## [Provided records]
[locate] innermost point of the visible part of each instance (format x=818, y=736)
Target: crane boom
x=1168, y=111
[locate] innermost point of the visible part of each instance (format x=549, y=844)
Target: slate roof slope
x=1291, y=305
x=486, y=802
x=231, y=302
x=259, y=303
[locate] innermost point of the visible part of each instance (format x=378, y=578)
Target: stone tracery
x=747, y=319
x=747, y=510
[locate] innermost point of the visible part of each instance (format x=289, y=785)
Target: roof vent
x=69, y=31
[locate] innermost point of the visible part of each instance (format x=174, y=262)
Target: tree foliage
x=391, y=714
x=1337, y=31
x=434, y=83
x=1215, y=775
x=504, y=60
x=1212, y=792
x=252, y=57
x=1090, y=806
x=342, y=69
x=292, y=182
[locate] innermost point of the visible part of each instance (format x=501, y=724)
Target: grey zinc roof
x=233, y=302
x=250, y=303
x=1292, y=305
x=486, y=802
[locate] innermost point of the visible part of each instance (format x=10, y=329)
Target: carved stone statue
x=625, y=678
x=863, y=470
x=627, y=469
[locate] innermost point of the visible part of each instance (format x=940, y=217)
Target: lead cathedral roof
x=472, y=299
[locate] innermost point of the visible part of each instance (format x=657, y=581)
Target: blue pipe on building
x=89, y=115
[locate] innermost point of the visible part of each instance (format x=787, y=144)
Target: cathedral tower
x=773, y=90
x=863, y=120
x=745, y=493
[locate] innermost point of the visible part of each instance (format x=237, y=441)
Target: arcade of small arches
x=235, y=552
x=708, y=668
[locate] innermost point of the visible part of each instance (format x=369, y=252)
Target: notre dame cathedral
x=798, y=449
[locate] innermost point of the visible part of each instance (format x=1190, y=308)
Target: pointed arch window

## [What needs to be done]
Your response should consist of the records, printed exactly.

## [Answer for the task]
[locate] innermost point of the visible part of each instance (format x=818, y=736)
Target: crane boom
x=1168, y=111
[locate] innermost point of the visible part of each instance (format x=549, y=844)
Target: slate roof slope
x=1291, y=305
x=486, y=802
x=231, y=302
x=259, y=303
[locate] innermost point of the visible part of each instance (format x=378, y=578)
Target: stone tracery
x=747, y=319
x=747, y=510
[locate] innermost point of the visible part of each instance (format x=289, y=785)
Target: roof vent
x=69, y=31
[locate] innermost point of the visible part of each instance (format x=174, y=262)
Target: tree foliage
x=391, y=714
x=1337, y=31
x=434, y=83
x=1215, y=775
x=504, y=60
x=1212, y=792
x=252, y=57
x=1090, y=806
x=342, y=69
x=292, y=182
[locate] innermost point of the visible part of each instance (format x=501, y=724)
Target: grey zinc roof
x=233, y=302
x=250, y=303
x=1292, y=305
x=486, y=802
[locate] innermost point of the visible part of each instance (format x=10, y=329)
Target: carved stone statue
x=625, y=678
x=863, y=470
x=627, y=469
[locate] innermost point of the visible part of each instance (format x=940, y=217)
Target: lead cathedral roof
x=472, y=299
[locate] innermost point of the visible part of each instance (format x=657, y=581)
Target: blue pipe on building
x=89, y=115
[locate] innermost point of the visible part of each instance (format x=787, y=144)
Target: cathedral tower
x=773, y=90
x=863, y=120
x=745, y=493
[locate] innermost point of the visible part of each instance (format x=237, y=441)
Target: arcade of small arches
x=235, y=552
x=708, y=668
[locate] innermost point of the visible part of each instance (format x=369, y=252)
Target: notre dame cathedral
x=798, y=449
[locate] innermost point of the visible part of each instance (format x=1190, y=308)
Target: pointed arch window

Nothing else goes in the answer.